Records supplied:
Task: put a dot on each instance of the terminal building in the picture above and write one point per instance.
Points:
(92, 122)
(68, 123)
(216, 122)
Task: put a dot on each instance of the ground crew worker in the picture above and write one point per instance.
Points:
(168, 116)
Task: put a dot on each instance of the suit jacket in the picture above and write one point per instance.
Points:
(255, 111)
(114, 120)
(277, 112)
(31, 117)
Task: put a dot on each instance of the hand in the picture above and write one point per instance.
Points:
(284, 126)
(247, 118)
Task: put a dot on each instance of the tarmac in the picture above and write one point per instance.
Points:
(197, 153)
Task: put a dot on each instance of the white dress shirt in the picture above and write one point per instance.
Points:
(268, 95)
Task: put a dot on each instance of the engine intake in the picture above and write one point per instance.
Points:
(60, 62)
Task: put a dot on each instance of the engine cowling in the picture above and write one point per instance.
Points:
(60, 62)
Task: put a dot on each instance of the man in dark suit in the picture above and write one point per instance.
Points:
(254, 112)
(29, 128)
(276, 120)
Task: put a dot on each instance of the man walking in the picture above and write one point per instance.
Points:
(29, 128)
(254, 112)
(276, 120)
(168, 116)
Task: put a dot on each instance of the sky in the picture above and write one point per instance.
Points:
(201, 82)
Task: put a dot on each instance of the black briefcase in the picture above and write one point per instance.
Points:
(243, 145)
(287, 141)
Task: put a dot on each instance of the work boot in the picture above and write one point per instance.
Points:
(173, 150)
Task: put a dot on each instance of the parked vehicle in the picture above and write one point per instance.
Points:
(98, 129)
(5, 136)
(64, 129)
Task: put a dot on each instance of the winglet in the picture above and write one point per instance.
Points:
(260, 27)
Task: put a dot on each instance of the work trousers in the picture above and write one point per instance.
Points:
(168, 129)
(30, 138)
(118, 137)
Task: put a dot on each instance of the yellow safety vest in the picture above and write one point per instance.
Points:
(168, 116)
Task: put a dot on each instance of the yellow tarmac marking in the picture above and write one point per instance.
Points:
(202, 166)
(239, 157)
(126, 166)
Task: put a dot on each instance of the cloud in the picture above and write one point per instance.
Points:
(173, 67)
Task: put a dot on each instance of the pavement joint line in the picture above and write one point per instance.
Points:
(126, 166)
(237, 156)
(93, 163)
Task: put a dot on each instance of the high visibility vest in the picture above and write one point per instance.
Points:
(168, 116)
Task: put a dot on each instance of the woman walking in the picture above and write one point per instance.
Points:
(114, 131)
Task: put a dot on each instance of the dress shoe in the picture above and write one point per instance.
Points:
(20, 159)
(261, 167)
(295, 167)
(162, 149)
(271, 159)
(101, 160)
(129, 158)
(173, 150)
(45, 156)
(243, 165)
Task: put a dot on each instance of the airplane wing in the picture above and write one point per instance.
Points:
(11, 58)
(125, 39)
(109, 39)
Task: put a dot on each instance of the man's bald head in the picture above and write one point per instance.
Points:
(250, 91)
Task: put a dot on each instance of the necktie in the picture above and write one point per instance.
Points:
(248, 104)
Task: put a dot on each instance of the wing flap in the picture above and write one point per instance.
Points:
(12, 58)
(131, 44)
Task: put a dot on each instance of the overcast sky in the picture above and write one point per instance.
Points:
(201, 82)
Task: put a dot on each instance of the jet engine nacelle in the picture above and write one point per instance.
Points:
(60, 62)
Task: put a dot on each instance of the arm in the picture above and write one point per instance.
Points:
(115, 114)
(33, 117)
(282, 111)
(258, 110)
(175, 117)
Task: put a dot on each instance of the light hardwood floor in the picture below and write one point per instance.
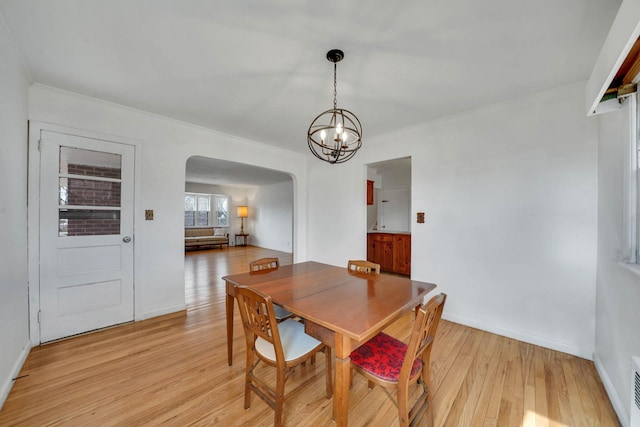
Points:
(172, 370)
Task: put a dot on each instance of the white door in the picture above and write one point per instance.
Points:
(86, 234)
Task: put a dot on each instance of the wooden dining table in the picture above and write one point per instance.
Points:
(343, 309)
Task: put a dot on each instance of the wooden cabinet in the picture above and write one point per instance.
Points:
(369, 192)
(391, 251)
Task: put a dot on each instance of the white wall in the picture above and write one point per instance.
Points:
(14, 315)
(618, 284)
(510, 196)
(163, 147)
(271, 216)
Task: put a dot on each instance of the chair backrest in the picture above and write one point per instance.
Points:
(264, 264)
(258, 319)
(361, 266)
(423, 335)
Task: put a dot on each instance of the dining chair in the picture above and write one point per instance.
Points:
(264, 265)
(391, 363)
(362, 266)
(283, 345)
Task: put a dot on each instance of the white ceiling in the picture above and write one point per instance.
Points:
(257, 68)
(205, 170)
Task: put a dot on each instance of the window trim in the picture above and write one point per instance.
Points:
(212, 205)
(631, 219)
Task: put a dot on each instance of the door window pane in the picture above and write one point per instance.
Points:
(101, 188)
(86, 192)
(76, 161)
(88, 222)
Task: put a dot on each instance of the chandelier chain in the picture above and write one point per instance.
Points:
(335, 86)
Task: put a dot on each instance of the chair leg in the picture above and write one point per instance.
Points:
(403, 407)
(279, 403)
(247, 380)
(327, 353)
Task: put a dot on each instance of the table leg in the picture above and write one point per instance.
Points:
(343, 374)
(229, 309)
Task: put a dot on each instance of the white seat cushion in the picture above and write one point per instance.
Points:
(295, 343)
(280, 312)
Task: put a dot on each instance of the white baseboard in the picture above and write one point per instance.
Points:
(621, 412)
(521, 336)
(161, 312)
(7, 385)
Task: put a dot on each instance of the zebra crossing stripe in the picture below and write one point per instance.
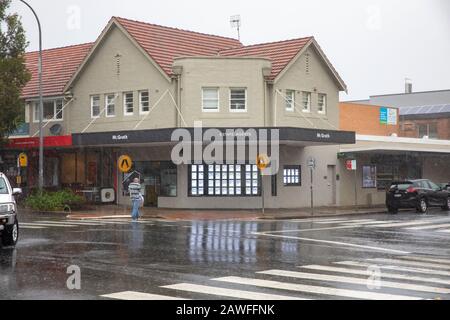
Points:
(368, 223)
(426, 259)
(30, 227)
(352, 280)
(413, 263)
(356, 294)
(68, 223)
(231, 293)
(35, 224)
(407, 224)
(383, 275)
(435, 226)
(131, 295)
(345, 221)
(396, 268)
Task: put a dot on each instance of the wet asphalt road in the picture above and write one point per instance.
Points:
(404, 256)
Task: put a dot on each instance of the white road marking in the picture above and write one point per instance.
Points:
(31, 224)
(435, 226)
(406, 224)
(396, 268)
(412, 263)
(426, 259)
(333, 242)
(30, 227)
(352, 280)
(369, 223)
(131, 295)
(315, 289)
(231, 293)
(68, 223)
(383, 275)
(342, 221)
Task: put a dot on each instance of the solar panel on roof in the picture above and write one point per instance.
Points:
(432, 109)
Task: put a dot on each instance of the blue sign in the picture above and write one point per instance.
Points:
(383, 115)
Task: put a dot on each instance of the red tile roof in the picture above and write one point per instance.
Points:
(280, 53)
(164, 44)
(58, 66)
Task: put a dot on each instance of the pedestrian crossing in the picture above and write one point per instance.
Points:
(435, 224)
(70, 224)
(408, 277)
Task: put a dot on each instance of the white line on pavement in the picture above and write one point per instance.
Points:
(412, 263)
(131, 295)
(315, 289)
(396, 268)
(30, 227)
(31, 224)
(343, 221)
(333, 242)
(426, 259)
(406, 224)
(435, 226)
(368, 273)
(353, 280)
(223, 292)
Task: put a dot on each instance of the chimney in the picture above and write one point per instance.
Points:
(408, 86)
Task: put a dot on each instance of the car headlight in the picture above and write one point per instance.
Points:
(7, 208)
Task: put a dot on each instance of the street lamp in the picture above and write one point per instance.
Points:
(41, 103)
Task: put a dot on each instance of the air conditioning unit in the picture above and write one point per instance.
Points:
(108, 195)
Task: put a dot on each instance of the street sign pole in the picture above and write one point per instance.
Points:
(312, 190)
(356, 189)
(312, 167)
(262, 193)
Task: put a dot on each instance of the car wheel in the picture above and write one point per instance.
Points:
(423, 206)
(11, 235)
(392, 210)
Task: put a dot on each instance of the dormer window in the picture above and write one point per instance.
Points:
(238, 100)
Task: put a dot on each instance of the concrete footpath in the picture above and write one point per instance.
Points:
(111, 212)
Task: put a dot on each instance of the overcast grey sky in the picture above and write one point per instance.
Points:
(374, 44)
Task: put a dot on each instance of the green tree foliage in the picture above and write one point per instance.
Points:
(13, 72)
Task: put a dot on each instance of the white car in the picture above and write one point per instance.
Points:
(9, 224)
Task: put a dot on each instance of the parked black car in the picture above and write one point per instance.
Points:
(418, 194)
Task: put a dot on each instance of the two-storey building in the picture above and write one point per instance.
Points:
(130, 90)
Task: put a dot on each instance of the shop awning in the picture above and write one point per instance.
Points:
(33, 142)
(396, 145)
(287, 135)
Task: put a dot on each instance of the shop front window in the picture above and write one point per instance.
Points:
(224, 180)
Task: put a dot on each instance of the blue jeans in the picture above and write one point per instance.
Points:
(135, 211)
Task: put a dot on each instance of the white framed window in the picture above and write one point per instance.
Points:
(238, 100)
(95, 106)
(52, 111)
(128, 103)
(144, 102)
(290, 100)
(210, 99)
(322, 103)
(306, 102)
(110, 102)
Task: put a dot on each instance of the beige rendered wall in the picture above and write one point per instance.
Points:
(136, 73)
(223, 73)
(318, 80)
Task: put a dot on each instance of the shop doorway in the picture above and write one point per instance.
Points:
(159, 179)
(332, 188)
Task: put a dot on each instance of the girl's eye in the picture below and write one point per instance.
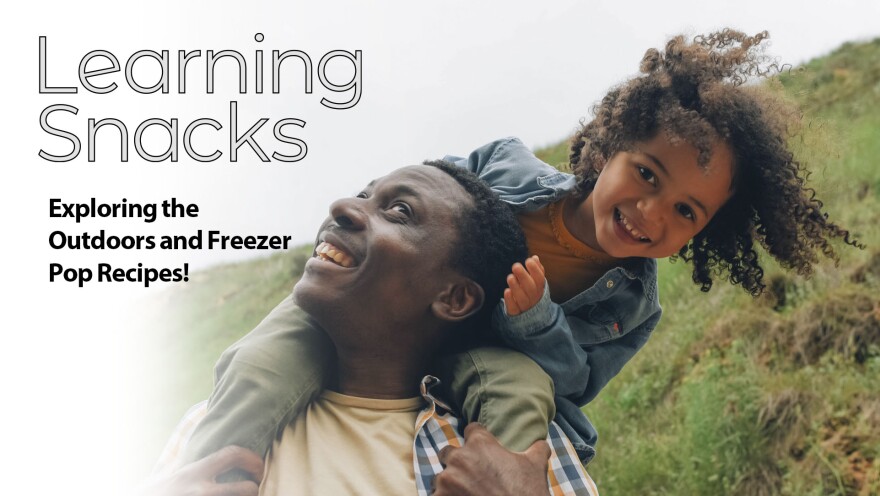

Task item: Every line above in the stretch from the one with "Task: put a dot on each instance of the white seat" through the one with "Task: put a dot on each instance of the white road" is to be transcribed exactly, ends included. No picture is copied.

Response area:
Task: put a dot on each instance of the white seat cushion in the picture above and write one point per instance.
Points:
(295, 343)
(280, 312)
Task: put a dot on each instance of the white baseboard in the picture above and write one point per instance.
Points:
(621, 412)
(521, 336)
(161, 312)
(7, 385)
Task: put a dot on each instance of the zebra crossing stripe in the picture below and write one point per instance.
Points:
(368, 223)
(426, 259)
(30, 227)
(352, 280)
(413, 263)
(356, 294)
(68, 223)
(231, 293)
(35, 224)
(407, 224)
(383, 275)
(435, 226)
(131, 295)
(345, 221)
(396, 268)
Task: put a dot on each instance of the wet asphalt road in the picture above and write one point per instance.
Points:
(404, 256)
Task: put a dot on each instance of the white road marking in the picture above and write one point per instance.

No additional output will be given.